In the alternative, defendant contends that Counts Two through Eight are multiplicitous.

"A claim of multiplicity requires the court to determine whether an indictment charges a single offense in more than one count." United States v. Maldonado-Rivera, 922 F.2d 934, 969 (2d Cir.1990). "The multiplicity doctrine is based upon the double jeopardy clause of the Fifth Amendment, which `assur[es] that the court does not exceed its legislative authorization by imposing multiple punishments for the same offense.'" United States v. Fiore, 821 F.2d 127, 130 (2d Cir.1987) (citing and quoting Brown v. Ohio, 432 U.S. 161, 165, 97 S. Ct. 2221, 2225, 53 L. Ed. 2d 187 (1977)). A multiplicitous indictment may be contrasted with a duplicitous indictment, which charges numerous crimes in a single count. United States v. Lartey, 716 F.2d 955, 968 (2d Cir.1983).

Where a defendant is charged with violations of different statutory provisions, "the multiplicity inquiry requires analysis of whether the offenses charged in the various counts are sufficiently distinguishable from one another to permit a reasonable inference that Congress intended to authorize multiple punishments." Maldonado-Rivera at 969; see also Fiore at 130-31; United States v. Nakashian, 820 F.2d 549, 551-52 (2d Cir.), cert. denied, 484 U.S. 963, 108 S. Ct. 451, 98 L. Ed. 2d 392 (1987).

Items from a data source
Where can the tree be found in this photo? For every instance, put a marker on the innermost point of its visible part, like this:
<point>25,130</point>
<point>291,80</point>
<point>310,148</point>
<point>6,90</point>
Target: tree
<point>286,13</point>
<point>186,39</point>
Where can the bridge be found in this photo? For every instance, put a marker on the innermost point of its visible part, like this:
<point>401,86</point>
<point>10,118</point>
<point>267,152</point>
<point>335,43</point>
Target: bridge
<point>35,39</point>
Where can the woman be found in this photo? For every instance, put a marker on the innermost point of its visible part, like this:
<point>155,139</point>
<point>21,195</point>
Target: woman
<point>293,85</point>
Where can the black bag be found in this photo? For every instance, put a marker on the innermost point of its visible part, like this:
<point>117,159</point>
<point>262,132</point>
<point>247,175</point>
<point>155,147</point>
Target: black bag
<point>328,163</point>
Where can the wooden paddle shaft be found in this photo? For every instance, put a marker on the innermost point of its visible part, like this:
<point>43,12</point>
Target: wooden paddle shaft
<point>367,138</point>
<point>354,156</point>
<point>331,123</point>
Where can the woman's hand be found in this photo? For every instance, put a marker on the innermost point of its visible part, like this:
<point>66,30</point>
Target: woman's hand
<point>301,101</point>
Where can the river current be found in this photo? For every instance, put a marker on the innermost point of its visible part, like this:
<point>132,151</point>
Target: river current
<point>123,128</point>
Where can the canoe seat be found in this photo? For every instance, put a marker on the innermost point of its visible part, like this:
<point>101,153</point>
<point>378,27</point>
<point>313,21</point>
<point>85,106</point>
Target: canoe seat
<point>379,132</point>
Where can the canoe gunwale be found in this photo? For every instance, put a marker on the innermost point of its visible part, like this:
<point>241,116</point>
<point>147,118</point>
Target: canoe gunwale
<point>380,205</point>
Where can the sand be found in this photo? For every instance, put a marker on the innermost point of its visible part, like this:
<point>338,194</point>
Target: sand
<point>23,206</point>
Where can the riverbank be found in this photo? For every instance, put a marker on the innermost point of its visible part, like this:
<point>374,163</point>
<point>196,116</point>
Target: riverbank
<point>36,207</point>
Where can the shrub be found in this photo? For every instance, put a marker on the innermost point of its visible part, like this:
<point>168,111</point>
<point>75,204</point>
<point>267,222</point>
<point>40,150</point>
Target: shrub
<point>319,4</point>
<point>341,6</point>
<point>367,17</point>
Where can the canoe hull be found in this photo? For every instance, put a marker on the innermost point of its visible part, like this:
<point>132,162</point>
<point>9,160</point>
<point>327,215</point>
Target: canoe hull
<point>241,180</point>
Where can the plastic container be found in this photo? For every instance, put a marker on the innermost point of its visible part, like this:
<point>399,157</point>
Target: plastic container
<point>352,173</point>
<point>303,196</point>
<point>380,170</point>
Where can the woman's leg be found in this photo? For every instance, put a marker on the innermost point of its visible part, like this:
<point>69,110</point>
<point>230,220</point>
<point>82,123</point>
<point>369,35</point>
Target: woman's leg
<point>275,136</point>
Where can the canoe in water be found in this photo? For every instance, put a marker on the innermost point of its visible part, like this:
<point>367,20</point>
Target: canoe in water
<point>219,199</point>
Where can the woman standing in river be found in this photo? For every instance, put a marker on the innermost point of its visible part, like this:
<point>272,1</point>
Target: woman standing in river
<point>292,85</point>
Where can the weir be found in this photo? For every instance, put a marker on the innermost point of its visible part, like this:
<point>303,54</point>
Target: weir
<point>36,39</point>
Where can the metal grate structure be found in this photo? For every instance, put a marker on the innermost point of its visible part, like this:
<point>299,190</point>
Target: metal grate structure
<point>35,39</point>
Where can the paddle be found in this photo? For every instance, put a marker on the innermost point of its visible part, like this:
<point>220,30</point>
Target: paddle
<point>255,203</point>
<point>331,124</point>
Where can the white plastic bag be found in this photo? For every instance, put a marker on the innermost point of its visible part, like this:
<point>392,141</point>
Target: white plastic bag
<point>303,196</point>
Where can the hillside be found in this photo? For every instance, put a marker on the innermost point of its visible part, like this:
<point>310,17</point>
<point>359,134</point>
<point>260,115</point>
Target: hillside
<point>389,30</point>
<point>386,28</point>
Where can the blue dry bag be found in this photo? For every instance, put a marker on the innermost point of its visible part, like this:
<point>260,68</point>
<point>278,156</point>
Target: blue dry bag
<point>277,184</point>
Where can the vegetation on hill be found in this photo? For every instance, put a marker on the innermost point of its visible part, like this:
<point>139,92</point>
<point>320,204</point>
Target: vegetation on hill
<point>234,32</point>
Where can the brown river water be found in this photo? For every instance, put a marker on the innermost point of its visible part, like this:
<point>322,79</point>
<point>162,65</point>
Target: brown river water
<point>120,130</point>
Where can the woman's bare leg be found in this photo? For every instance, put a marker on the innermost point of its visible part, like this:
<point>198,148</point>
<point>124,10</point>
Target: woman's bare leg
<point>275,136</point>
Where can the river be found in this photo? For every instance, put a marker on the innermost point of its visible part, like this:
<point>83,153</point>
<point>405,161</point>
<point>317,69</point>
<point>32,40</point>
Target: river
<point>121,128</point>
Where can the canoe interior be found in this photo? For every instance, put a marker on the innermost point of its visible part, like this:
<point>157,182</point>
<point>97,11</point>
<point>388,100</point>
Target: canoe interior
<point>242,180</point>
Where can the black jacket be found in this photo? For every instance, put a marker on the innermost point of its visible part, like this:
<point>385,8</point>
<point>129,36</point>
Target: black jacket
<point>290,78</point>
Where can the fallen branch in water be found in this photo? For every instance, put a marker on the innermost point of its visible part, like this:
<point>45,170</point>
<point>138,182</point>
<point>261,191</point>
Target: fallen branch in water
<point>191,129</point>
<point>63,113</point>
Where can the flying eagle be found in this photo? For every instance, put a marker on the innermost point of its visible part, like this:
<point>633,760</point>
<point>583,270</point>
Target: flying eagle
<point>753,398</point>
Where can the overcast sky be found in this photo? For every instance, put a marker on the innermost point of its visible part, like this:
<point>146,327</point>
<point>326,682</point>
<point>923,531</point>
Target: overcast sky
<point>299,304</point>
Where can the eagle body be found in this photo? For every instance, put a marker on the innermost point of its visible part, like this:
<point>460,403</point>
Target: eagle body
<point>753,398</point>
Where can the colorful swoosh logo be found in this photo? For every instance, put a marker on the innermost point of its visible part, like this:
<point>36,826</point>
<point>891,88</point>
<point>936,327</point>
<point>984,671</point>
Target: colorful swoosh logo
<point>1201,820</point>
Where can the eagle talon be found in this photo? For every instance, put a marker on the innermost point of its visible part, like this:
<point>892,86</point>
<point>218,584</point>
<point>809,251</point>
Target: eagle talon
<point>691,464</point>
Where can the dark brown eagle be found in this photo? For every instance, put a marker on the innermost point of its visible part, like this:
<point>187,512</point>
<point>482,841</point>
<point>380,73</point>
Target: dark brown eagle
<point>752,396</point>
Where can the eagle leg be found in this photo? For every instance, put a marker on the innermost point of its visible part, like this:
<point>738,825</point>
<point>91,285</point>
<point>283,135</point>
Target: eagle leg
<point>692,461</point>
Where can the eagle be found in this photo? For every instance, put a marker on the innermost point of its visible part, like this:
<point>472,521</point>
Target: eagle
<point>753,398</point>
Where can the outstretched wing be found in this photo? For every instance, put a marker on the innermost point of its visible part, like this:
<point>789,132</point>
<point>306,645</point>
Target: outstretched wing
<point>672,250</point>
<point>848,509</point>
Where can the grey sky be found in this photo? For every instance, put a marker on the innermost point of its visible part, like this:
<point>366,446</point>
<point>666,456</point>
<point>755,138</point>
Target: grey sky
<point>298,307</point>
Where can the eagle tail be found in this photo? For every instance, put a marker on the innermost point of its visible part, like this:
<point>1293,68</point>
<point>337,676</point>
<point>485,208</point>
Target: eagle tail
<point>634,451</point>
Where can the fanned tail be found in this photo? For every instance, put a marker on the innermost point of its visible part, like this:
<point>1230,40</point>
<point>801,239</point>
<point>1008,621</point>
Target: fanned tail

## [Exercise task 1]
In the passage on multiplicity, what does a duplicitous indictment do?
## [Exercise task 2]
Pick up the passage on multiplicity after its last sentence and carry it forward.
These items have no connection to the text about multiplicity.

## [Final result 1]
It charges numerous crimes in a single count.

## [Final result 2]
This is not such a case. Counts Two through Eight charge defendant with violations of only one statutory provision: the bank fraud statute, 18 U.S.C. § 1344. It is necessary to consider the statutory scheme.

Defendant contends that the bank fraud statute "prohibits only the execution or the attempt to execute, each scheme to defraud a bank. The statute does not punish each act conducted in furtherance of the scheme." Main Brief at 14. In that regard, defendant's argument continues, § 1344 differs from the mail fraud statute, 18 U.S.C. § 1341, and the wire fraud statute, § 1343. The mail fraud statute, after referring to "any scheme or artifice to defraud," goes on to provide that an individual who "for the purpose of executing such scheme or artifice or attempting so to do places in any post office or authorized depository for mail matter, any matter or thing whatever to be sent or delivered by the Postal Service ..." shall be fined or imprisoned or both. Similarly, § 1343, after *173 referring to "any scheme or artifice to defraud," goes on to provide that anyone who "transmits or causes to be transmitted by means of wire, radio, or television communication in interstate or foreign commerce, any writings, signs, signals, pictures, or sounds, for the purpose of executing such scheme or artifice" shall be imprisoned or fined or both. It is well established under these statutes that each use of the mails or use of the wires constitutes a separate offense, "notwithstanding the fact that the defendant may have been engaged in one fraudulent scheme," United States v. Calvert, 523 F.2d 895, 914 (8th Cir.1975).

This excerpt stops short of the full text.